→ **Passage**
>>>>>
HONORING WOMEN IN LEADERSHIP – Congresswoman Kay Granger and U.S. Navy Commander Michel Falzone are pictured with Wise County’s D.A. and Suzanne Sharpe and their guests, Pastors George and Terri Pearsons, Pastor Gene and Teri Lynn Bailey and Pastor Bobby Armstrong and Cheryl. Submitted photo

Commander Michel Falzone, first female captain of the USS Fort Worth, was honored April 10 at the USS Fort Worth Support Committee’s Women in Leadership event.

Being from a military family, born in North Carolina, Commander Falzone graduated from Vanderbilt University in 1998 with a Bachelor of Science in biology. She was commissioned in the United States Navy in 1999 and became a qualified nuclear engineer. Besides several commendations of merit for service, she was identified as the Navy’s 2002 Nuclear Engineer of the Year.

Mayor Betsy Price and Congresswoman Kay Granger attended the event, along with a crowd of 100 who were present to acknowledge this milestone in naval leadership. USS Fort Worth Support Committee Executive Director Kristen Harford organized and promoted the occasion.

Dr. Nancy Jones, principal officer of the North Texas Community Foundation, moderated the panel of three women leaders – Falzone, Granger and Price. Each woman explained how they entered public service and their experience as a woman, competing in a world of aggressive leaders.

It was reported that all the ships in the U.S. Navy named after a city have citizen public support committees. However, the USS Fort Worth Support Committee has become known as the most active and effective of these naval ship committees.
<<<<<
→ **Exercise**
According to the article, who moderated the panel of three women leaders? The listing after the article is separate material with no tie to it.

(Stored data entries)
>>>>>
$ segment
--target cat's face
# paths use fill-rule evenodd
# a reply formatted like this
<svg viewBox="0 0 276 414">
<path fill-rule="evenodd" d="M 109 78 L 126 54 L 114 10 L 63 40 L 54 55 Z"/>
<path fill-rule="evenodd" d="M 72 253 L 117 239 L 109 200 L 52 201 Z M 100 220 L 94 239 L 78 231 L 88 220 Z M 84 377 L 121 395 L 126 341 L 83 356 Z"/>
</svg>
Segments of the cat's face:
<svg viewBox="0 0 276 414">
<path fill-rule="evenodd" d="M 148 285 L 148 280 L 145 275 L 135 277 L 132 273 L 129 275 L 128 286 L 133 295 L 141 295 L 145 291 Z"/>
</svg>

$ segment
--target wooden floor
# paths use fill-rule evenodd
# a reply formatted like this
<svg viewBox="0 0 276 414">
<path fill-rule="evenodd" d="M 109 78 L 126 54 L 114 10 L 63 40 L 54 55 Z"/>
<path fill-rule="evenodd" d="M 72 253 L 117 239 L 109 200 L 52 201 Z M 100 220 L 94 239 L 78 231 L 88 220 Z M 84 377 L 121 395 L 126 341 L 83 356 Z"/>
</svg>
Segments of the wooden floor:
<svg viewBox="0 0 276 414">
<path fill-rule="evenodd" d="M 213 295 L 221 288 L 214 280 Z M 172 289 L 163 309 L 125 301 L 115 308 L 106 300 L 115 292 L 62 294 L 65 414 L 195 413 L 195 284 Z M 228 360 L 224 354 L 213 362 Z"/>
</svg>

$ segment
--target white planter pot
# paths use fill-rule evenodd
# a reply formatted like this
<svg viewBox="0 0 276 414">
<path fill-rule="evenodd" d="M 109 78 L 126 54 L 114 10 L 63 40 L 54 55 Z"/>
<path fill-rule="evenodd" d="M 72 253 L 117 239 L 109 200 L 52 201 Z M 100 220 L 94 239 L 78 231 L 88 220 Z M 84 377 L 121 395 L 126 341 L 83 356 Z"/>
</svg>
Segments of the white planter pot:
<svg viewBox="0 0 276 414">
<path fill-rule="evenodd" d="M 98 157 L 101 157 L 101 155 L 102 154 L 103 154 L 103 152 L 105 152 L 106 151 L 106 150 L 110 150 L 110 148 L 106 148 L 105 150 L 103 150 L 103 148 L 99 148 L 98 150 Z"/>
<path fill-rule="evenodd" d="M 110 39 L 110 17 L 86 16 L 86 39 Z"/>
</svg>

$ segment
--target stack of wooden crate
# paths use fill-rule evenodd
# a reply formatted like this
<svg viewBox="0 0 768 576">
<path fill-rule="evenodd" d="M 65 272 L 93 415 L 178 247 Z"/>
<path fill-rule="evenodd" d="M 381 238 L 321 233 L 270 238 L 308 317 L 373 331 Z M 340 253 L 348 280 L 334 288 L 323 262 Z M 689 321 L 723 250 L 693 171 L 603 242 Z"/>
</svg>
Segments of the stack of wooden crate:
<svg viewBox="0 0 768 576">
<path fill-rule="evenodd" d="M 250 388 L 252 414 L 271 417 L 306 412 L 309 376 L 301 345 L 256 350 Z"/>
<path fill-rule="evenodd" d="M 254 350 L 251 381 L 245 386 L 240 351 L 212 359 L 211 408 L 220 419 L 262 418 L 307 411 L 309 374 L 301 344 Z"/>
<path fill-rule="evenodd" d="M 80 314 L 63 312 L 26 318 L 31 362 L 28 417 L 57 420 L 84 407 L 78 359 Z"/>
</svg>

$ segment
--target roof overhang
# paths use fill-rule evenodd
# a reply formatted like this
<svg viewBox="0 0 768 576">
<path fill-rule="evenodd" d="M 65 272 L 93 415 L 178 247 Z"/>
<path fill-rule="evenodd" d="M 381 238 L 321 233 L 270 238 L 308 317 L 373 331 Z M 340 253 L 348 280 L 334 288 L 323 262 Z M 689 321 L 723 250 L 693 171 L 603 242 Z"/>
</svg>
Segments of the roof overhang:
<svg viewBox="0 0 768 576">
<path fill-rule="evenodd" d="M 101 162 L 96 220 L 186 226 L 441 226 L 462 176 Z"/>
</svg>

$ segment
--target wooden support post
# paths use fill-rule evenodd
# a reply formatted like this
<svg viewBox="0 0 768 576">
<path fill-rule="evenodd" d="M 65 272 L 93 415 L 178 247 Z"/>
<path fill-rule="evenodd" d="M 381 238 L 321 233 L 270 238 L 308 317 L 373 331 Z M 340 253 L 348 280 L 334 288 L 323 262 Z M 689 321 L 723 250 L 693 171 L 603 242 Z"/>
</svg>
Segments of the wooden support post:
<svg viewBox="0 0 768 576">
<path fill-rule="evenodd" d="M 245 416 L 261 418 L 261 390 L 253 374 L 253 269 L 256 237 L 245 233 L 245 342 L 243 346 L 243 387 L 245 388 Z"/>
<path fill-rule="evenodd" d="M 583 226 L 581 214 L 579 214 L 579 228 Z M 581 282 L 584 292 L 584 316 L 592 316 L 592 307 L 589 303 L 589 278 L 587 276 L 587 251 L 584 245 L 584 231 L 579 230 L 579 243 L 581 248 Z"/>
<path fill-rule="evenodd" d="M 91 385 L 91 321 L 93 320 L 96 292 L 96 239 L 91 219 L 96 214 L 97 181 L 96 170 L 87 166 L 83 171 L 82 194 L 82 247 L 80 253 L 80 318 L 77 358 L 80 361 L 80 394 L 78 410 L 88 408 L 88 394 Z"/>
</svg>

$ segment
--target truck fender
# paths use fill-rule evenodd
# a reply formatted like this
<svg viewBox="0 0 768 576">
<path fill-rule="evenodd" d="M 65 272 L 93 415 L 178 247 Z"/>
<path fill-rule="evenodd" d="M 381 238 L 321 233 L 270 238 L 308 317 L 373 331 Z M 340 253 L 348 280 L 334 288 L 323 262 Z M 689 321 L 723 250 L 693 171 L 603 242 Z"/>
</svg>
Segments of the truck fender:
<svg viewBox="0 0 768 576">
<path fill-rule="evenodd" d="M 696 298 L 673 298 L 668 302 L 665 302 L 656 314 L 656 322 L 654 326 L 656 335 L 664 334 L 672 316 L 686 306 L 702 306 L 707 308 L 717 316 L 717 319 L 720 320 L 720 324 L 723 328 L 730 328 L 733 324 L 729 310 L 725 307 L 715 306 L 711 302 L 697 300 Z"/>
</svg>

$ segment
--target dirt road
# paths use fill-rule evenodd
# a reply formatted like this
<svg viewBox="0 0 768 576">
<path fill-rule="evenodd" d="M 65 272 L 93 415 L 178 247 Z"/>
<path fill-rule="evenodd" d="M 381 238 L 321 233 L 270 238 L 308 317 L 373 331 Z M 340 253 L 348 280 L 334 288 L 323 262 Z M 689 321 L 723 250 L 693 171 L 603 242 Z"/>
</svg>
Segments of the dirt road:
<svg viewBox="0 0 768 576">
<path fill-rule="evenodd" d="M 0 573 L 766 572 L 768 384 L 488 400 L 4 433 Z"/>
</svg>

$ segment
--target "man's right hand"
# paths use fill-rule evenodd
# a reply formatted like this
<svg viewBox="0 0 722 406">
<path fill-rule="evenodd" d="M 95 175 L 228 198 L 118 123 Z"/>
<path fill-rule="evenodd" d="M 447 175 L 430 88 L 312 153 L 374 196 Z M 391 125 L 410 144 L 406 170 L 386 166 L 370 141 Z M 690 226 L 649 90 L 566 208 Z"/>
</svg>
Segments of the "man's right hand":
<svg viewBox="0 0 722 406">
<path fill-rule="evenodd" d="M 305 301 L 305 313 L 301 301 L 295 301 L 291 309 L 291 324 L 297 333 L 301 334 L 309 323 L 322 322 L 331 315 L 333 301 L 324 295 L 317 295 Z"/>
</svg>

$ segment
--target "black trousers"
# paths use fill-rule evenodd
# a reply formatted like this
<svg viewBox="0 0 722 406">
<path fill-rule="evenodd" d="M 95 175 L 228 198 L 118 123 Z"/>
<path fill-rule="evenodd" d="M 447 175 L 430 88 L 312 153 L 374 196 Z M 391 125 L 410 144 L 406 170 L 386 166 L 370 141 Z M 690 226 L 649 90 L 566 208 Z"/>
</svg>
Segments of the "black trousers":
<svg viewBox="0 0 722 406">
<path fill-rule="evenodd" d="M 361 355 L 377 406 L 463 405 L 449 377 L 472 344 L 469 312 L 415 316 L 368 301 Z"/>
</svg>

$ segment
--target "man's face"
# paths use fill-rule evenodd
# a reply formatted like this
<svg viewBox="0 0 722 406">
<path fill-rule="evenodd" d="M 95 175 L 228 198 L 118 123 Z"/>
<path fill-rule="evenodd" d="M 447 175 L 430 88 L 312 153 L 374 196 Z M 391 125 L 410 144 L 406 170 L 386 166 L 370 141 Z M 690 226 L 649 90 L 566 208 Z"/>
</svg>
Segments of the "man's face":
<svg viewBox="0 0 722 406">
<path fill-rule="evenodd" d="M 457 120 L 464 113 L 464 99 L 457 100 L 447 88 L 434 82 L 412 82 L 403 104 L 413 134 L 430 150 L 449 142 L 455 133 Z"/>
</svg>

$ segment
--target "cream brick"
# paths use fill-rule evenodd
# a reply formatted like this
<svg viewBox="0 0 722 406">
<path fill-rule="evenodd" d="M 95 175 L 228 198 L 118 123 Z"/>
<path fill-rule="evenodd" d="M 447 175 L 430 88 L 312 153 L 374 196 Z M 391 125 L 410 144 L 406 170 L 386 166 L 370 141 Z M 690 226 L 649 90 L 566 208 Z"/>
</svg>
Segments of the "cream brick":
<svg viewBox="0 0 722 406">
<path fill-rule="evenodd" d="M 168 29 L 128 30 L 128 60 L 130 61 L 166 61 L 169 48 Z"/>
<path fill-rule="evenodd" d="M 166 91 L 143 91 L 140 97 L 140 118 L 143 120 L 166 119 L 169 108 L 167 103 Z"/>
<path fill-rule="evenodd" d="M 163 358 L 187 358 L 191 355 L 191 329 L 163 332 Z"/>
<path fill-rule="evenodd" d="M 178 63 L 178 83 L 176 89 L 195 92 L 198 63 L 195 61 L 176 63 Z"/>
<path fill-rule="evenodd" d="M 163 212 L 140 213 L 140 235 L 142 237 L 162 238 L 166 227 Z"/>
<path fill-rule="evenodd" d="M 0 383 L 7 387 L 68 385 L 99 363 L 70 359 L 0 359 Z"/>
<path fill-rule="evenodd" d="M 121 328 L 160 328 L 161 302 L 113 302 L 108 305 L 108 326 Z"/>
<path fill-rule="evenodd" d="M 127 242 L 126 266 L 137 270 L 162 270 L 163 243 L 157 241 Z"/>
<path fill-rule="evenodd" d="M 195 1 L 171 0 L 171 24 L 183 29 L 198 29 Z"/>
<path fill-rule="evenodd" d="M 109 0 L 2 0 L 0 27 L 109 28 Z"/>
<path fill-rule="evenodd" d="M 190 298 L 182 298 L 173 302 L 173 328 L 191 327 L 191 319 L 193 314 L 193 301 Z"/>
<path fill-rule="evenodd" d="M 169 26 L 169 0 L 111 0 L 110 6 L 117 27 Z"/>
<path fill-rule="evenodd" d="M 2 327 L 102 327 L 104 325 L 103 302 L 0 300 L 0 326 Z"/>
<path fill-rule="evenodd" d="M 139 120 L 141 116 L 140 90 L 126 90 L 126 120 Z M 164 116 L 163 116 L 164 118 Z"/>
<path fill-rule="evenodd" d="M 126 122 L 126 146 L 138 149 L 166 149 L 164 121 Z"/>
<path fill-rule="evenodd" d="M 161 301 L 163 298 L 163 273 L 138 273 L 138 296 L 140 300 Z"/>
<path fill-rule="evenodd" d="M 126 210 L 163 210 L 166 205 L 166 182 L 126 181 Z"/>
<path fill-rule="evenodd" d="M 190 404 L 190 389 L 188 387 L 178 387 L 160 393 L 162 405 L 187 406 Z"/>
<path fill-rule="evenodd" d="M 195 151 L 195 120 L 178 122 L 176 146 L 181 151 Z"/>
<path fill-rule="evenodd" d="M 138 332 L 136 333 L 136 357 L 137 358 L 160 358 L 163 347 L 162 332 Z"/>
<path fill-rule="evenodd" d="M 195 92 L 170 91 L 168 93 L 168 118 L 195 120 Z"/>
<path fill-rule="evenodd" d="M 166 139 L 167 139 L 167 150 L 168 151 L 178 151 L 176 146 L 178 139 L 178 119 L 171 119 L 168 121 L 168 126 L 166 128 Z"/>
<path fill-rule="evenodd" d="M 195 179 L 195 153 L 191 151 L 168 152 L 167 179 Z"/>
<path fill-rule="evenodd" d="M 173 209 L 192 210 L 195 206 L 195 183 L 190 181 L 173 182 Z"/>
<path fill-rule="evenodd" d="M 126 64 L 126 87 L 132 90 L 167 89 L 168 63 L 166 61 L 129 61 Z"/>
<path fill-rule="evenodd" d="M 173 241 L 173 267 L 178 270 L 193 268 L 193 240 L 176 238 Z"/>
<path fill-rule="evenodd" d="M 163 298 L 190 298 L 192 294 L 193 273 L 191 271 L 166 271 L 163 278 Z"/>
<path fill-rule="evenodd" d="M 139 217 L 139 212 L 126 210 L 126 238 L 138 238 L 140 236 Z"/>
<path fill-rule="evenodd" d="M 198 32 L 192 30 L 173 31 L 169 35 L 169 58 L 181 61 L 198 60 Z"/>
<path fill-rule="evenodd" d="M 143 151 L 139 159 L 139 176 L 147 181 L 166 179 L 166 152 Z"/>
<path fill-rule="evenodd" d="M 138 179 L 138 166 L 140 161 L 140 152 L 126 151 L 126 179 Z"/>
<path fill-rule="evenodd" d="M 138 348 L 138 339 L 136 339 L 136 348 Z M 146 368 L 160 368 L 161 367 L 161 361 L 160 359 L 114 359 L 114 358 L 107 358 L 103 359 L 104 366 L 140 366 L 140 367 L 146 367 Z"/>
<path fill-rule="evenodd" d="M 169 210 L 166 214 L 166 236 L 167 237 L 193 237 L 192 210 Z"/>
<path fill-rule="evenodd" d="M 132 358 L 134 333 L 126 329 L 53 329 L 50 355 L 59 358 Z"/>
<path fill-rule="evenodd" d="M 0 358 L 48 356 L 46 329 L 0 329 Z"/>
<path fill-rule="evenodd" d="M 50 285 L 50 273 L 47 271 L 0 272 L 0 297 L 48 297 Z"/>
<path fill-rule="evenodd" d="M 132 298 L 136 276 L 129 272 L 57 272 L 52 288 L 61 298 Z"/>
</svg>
<<<<<
→ **Reply**
Dr. Nancy Jones, principal officer of the North Texas Community Foundation.